Text segment:
---------------

Vital Signs: November 2013

Vol. 2, Issue 4


A reason to be thankful

Dear friends and colleagues,

At this time of giving thanks, I would like to extend my gratitude to the Virginia-Maryland Regional College of Veterinary Medicine family. Our students, faculty, staff, alumni, donors, and friends make the college a vibrant and passionate place of learning, teaching, innovation, and service. I would also like to give a special thanks to those working in our hospitals over the holidays.

The college has had a great deal of forward momentum in recent years — from advances in research and clinical care, to new partnerships around the globe, to the opening of impressive new facilities. I look forward to continuing this momentum. Several times over the last few weeks, I have been asked about the status of the proposed translational medicine building.

The strategic role of this facility will be to promote transfer of discoveries made in the laboratory to clinical management of animal and human patients, consistent with a “bench-top to bedside” concept of translational research. By placing biomedical research in close proximity to clinical cases, we would advance development of cross-disciplinary and integrative research programs that employ animal models of disease.

A feasibility study, completed in September of this year, envisaged an 86,000-square -foot facility with an overall cost of $51 million. Conceptual site plans propose that the building be constructed as an extension of the teaching hospital, adjacent to the Infectious Disease Research Facility. In addition to new clinical service spaces, the building will contain research laboratory and conferencing spaces.

---------------

What you have to do:
Could you carry on the Vital Signs letter about the proposed translational medicine building, picking up right after its last sentence? The items come from a different source than the Vital Signs letter.

Source material:
---------------

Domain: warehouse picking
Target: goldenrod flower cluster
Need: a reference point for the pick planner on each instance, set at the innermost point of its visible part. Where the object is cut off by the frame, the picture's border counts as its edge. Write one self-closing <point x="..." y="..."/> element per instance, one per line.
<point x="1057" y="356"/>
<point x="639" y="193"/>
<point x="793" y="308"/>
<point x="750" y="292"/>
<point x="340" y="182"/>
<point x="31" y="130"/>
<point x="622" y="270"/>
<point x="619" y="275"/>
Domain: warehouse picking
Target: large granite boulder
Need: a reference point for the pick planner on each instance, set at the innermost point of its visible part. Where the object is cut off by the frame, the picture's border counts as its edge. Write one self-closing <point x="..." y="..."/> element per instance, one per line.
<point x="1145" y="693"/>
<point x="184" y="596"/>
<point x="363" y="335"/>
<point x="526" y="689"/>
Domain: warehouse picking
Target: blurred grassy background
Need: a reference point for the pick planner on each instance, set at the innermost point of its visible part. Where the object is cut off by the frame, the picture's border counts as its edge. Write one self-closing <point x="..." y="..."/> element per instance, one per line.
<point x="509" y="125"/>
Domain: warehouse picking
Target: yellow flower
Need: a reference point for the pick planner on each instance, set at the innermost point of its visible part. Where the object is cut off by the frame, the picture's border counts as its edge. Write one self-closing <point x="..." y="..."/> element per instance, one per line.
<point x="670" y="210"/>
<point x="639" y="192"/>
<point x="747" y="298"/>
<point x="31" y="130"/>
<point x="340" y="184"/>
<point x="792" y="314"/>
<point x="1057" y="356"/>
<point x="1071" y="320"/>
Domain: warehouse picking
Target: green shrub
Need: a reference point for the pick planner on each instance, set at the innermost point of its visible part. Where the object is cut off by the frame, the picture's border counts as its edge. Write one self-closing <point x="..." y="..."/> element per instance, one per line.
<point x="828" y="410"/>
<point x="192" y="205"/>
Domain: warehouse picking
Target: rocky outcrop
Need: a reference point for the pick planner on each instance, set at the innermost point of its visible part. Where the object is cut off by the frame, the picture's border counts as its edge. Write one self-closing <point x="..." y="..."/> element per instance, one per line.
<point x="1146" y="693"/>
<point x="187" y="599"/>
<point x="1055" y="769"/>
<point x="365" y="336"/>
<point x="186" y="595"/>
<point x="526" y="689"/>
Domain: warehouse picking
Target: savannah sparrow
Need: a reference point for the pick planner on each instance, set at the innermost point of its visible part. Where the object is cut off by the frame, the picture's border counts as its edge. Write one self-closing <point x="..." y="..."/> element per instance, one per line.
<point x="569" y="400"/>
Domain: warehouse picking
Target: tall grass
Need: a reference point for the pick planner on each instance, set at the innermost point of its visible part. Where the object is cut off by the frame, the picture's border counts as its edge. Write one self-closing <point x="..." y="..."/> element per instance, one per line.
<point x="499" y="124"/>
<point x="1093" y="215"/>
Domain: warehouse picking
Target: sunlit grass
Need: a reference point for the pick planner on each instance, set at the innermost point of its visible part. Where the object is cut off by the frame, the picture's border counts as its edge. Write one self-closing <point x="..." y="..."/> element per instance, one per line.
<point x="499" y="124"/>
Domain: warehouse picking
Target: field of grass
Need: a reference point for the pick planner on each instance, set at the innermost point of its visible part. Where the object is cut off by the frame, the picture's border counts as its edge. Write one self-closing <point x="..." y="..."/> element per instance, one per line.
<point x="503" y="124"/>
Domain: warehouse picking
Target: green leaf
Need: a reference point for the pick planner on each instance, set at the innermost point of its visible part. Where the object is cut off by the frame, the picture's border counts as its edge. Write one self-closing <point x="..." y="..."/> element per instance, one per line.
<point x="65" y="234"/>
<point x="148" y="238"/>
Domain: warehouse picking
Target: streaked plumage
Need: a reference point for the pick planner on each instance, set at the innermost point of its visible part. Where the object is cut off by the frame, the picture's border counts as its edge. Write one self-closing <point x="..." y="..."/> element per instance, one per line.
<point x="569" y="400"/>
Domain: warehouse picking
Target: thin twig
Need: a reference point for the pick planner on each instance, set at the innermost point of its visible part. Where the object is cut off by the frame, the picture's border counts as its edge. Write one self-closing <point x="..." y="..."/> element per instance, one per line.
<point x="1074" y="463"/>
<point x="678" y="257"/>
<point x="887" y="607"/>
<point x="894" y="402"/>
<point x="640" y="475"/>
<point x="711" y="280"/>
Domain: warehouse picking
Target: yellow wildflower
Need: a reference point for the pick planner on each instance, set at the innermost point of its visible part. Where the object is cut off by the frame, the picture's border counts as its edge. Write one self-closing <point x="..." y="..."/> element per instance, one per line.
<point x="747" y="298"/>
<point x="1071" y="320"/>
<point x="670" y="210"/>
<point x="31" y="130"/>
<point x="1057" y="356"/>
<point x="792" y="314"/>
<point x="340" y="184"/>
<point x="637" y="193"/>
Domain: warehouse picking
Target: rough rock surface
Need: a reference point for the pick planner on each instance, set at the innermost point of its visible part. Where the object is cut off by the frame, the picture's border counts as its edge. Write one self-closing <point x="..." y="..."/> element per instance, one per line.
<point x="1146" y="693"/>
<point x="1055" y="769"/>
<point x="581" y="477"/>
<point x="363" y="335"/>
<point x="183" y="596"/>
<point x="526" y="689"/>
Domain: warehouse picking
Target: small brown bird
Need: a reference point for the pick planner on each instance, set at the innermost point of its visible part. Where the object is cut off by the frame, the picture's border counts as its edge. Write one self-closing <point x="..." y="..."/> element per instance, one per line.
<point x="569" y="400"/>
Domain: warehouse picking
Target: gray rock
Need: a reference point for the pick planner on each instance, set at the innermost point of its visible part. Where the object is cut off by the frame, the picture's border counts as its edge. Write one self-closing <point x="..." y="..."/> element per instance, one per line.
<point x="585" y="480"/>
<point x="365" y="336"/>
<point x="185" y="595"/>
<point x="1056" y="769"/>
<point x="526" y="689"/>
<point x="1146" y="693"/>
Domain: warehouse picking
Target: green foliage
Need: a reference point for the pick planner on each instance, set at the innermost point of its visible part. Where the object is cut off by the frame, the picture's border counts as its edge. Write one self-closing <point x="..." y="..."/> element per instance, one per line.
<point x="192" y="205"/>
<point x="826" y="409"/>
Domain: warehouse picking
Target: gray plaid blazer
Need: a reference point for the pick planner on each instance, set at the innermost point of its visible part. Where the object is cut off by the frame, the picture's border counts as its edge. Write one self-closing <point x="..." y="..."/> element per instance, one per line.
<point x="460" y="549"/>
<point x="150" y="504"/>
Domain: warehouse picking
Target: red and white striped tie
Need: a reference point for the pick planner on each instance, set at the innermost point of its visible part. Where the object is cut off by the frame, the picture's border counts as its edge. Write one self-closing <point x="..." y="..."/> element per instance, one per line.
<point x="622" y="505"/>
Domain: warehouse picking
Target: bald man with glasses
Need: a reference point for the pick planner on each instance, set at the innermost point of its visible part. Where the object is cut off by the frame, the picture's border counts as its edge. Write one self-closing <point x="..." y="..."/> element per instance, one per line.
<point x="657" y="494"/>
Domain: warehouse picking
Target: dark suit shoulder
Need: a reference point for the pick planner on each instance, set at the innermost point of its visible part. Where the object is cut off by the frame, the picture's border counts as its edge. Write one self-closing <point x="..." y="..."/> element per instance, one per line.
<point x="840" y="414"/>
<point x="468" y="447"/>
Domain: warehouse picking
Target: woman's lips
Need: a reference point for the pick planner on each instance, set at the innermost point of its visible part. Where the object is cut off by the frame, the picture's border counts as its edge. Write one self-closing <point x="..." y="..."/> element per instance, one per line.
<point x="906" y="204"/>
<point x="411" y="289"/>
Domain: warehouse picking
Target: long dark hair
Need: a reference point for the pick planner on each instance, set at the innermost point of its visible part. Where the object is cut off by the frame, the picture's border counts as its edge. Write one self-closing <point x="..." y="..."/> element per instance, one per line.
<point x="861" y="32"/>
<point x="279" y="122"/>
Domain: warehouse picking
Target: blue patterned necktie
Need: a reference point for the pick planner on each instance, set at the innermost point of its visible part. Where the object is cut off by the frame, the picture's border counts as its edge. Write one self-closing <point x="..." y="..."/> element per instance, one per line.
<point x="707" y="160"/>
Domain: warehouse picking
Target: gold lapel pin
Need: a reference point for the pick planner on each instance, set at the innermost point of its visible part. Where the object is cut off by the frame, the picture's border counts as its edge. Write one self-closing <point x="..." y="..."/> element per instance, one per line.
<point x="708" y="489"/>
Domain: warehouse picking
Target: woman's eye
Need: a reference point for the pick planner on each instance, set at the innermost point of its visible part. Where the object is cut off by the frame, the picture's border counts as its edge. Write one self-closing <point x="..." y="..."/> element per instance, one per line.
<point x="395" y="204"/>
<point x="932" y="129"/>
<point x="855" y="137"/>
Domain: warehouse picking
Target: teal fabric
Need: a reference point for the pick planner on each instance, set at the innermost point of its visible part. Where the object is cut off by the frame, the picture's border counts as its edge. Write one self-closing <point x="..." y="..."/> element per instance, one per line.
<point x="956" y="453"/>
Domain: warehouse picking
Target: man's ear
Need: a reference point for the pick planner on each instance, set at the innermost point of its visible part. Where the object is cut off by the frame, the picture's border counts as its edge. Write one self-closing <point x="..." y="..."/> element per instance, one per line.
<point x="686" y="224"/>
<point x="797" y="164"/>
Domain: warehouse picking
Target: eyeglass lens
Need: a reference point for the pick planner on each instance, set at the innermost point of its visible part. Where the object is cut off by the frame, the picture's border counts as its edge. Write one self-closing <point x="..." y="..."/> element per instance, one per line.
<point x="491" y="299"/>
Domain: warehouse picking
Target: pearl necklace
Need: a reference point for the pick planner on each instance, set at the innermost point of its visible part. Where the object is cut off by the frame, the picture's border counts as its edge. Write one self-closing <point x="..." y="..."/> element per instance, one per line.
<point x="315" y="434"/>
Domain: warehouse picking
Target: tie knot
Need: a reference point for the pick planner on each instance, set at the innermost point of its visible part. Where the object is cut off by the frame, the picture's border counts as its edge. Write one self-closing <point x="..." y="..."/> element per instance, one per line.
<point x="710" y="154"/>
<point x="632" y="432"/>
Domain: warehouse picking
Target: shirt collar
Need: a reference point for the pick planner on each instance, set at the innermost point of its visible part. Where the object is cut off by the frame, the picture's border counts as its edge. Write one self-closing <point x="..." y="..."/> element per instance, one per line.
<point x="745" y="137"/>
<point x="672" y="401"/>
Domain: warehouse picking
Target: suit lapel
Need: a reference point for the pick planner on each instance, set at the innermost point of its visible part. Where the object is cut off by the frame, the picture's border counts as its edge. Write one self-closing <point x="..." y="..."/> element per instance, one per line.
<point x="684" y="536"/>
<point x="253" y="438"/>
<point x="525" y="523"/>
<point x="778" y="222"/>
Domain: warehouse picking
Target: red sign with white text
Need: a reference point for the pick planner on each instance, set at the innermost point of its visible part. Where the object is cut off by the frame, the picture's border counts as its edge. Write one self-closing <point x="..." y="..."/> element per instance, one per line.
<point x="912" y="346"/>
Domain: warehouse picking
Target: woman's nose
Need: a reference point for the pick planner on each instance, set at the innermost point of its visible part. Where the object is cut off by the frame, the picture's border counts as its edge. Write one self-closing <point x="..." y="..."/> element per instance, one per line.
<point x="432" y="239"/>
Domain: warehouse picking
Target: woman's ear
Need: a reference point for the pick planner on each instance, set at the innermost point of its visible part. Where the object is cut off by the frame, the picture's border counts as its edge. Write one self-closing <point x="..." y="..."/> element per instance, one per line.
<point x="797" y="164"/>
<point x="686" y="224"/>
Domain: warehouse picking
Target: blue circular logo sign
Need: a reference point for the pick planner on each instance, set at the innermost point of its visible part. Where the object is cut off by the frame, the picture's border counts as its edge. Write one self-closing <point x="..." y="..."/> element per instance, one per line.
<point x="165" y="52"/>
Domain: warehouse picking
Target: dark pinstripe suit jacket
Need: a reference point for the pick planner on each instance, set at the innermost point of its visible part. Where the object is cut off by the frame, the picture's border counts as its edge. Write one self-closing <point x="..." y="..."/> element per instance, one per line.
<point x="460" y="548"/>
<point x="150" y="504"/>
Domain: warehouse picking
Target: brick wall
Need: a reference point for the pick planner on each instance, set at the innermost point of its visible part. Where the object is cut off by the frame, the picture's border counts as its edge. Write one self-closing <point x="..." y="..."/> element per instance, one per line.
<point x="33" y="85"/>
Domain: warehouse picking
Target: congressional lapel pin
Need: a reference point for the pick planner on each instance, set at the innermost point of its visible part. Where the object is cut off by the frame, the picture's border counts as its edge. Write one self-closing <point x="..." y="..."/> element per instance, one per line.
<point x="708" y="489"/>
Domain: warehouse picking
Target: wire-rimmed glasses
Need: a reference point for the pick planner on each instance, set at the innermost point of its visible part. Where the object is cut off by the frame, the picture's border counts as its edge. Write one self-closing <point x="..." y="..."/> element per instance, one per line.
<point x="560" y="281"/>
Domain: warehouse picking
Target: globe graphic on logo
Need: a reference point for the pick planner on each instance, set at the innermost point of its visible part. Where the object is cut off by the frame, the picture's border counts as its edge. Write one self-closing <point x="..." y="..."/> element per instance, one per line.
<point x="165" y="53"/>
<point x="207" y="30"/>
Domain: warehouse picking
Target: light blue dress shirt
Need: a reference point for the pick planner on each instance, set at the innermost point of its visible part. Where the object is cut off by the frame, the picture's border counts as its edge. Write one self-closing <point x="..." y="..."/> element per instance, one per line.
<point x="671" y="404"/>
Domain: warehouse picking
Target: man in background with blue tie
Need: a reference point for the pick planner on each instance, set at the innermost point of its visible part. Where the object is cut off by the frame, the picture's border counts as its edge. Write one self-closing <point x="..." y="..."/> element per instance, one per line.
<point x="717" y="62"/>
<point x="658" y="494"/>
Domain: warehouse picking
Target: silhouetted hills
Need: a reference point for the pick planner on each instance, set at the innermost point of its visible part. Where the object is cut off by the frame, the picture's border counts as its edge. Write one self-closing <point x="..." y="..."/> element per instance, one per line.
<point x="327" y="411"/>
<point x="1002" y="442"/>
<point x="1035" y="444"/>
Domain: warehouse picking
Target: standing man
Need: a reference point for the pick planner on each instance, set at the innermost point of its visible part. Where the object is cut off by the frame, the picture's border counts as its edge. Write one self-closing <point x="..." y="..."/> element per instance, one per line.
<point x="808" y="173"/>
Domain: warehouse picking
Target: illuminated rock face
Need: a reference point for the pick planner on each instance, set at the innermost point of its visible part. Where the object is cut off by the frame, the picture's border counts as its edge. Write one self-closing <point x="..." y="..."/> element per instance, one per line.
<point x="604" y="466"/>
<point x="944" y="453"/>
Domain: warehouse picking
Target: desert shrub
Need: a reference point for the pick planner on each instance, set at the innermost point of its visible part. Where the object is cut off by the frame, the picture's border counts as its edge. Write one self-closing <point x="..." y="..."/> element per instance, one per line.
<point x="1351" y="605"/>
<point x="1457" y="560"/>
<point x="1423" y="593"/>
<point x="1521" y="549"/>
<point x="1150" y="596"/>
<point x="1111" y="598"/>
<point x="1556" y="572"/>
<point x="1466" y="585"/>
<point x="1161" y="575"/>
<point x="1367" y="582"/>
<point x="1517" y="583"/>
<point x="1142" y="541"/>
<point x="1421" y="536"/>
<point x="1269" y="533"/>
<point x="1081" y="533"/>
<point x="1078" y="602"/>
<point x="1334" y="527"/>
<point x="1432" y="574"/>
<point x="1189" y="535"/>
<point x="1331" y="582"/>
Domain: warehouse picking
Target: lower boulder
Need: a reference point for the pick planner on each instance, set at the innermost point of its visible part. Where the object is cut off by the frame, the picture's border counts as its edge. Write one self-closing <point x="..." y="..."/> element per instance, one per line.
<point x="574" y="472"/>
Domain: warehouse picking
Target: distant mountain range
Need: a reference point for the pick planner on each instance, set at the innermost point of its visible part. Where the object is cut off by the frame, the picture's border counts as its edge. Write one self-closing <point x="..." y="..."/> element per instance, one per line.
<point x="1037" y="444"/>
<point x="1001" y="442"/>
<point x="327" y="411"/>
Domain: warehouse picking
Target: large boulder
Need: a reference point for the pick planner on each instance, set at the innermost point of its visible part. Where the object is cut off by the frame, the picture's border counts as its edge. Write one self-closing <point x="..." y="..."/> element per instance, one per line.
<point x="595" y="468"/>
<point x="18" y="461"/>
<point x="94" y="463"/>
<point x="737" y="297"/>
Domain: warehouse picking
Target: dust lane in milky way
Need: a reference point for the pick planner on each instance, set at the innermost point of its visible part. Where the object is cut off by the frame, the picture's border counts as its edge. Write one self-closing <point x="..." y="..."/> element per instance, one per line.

---------------

Result for this exercise:
Three colleges, including the College of Veterinary Medicine, College of Science, and College of Agriculture and Life Sciences, have been collaborating on this project, with the expectation that approximately half of the necessary funding would be provided by the commonwealth/university and the balance by the partners, though private donations and debt service.

I am pleased to confirm that all three college partners continue to prioritize this project as an excellent opportunity to develop comparative health sciences research. The College of Veterinary Medicine has already made a good start in raising private funds. Our next steps will be to review the budgetary aspects of the project and explore the possibility of broadening the partnership to include more health sciences programs. It is still too early to estimate what the timeline may be for project completion – I will keep you updated as the planning progresses.